__Exercise__
Copy every one of the records below word for word, omitting the pictures.

==== Exercise material ====

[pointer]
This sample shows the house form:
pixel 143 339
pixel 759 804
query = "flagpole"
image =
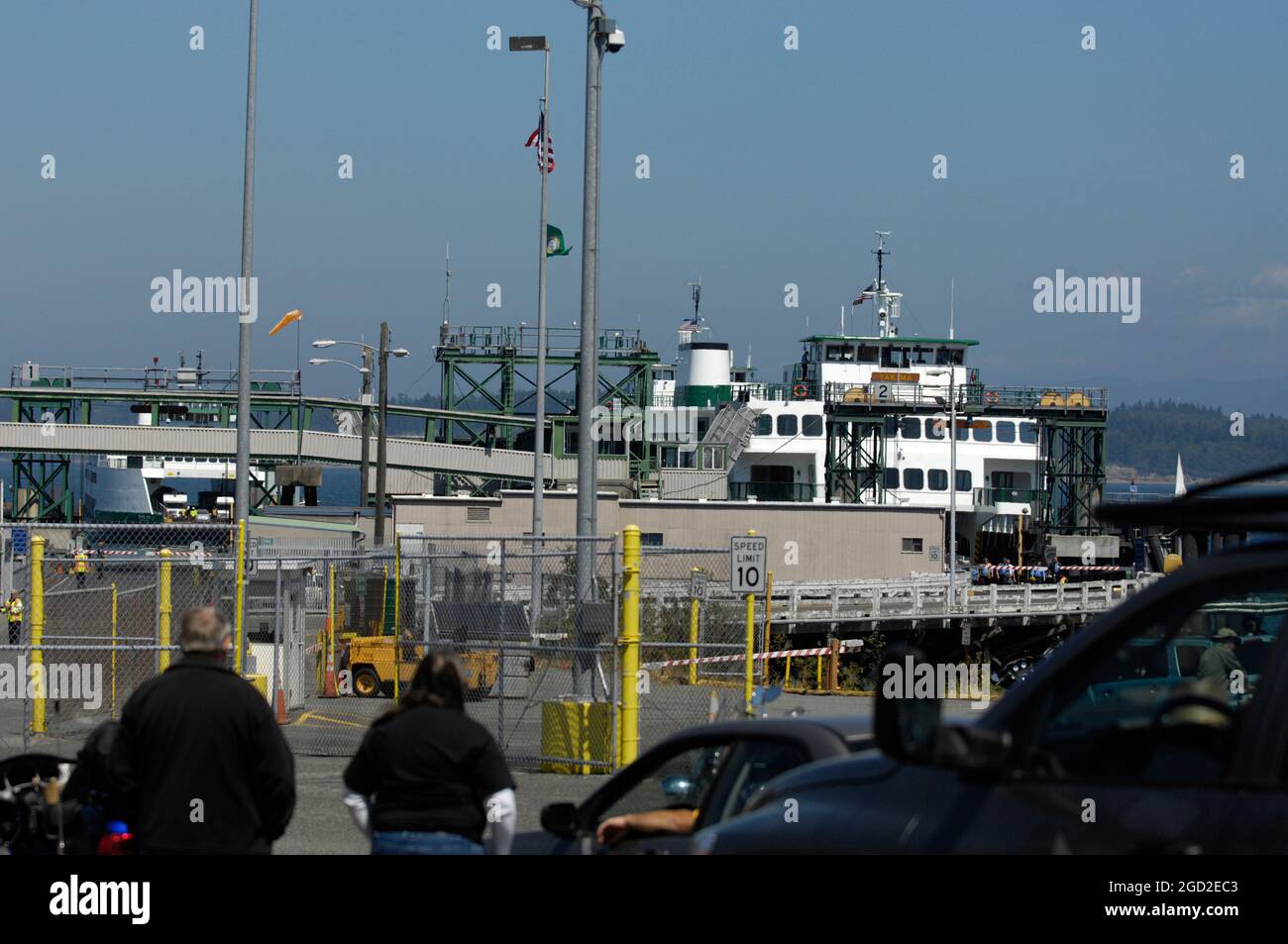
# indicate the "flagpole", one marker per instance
pixel 539 441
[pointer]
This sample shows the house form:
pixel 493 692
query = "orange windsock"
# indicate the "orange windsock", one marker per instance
pixel 290 317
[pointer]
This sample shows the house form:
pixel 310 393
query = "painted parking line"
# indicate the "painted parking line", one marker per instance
pixel 314 716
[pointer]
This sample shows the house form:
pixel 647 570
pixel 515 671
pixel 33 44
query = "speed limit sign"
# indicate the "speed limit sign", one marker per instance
pixel 747 559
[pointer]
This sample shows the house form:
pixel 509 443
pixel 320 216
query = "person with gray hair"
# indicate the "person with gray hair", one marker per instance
pixel 198 764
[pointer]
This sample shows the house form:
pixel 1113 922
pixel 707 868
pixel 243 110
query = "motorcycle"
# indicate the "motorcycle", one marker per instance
pixel 52 805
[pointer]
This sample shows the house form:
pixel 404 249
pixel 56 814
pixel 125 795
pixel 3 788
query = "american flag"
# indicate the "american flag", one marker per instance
pixel 550 143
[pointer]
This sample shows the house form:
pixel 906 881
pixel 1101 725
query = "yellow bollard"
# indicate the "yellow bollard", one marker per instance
pixel 166 609
pixel 750 675
pixel 114 651
pixel 769 623
pixel 38 633
pixel 629 743
pixel 694 639
pixel 241 596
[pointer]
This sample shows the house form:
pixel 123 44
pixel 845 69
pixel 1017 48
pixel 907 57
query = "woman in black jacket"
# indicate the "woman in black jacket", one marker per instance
pixel 428 778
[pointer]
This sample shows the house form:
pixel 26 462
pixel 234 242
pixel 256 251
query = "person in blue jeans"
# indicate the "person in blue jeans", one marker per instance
pixel 428 780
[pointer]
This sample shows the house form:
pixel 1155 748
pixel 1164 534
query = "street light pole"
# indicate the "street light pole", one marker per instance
pixel 381 459
pixel 241 485
pixel 366 428
pixel 588 367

====

__Output__
[pointer]
This sample shows the house form:
pixel 143 339
pixel 759 804
query = "flagpole"
image =
# indicate the "flagpole", one marker per instance
pixel 539 441
[pointer]
This sample shows the house form:
pixel 493 692
query = "orange windsock"
# indicate the "orange windsock", one marker per instance
pixel 290 317
[pointer]
This sample shows the house form:
pixel 310 393
query = "painted parking line"
# indicate the "painted parking line", one marker per instance
pixel 314 716
[pointer]
This sample shows the house form:
pixel 647 570
pixel 515 671
pixel 33 44
query = "speed limit sign"
# indicate the "speed limit sign", one marker per instance
pixel 747 559
[pointer]
This sample shows the house form:
pixel 509 443
pixel 320 216
query = "person with gray hair"
# indicate the "person with gray hair", one marker per instance
pixel 198 764
[pointer]
This sample shows the house form:
pixel 1113 922
pixel 707 868
pixel 243 110
query = "motorcycle"
# indicate the "motorcycle", one marker per instance
pixel 52 805
[pointer]
This sample shows the house form:
pixel 404 249
pixel 56 814
pixel 125 795
pixel 3 788
query = "american flag"
# indicate the "american flag", one marker per instance
pixel 550 143
[pointer]
This sample shows the house form:
pixel 906 881
pixel 1101 725
query = "yellow bollard"
# indicate the "yellow bollard", one marker per instance
pixel 166 609
pixel 750 675
pixel 114 651
pixel 769 623
pixel 38 633
pixel 629 743
pixel 694 639
pixel 241 596
[pointer]
This sample shows the house form:
pixel 123 44
pixel 845 69
pixel 1017 48
pixel 907 57
query = "woman in black jacket"
# indicate the "woman in black jacket", one marker per instance
pixel 428 778
[pointer]
This sample shows the house form:
pixel 26 462
pixel 234 242
pixel 256 251
query = "person in blue jeans"
# indicate the "person in blue jeans", one marker per instance
pixel 428 780
[pointer]
This sample shows the house form:
pixel 1155 748
pixel 1164 534
query = "street light pole"
# indicate the "street light pole", one marker per instance
pixel 381 459
pixel 241 485
pixel 366 428
pixel 588 367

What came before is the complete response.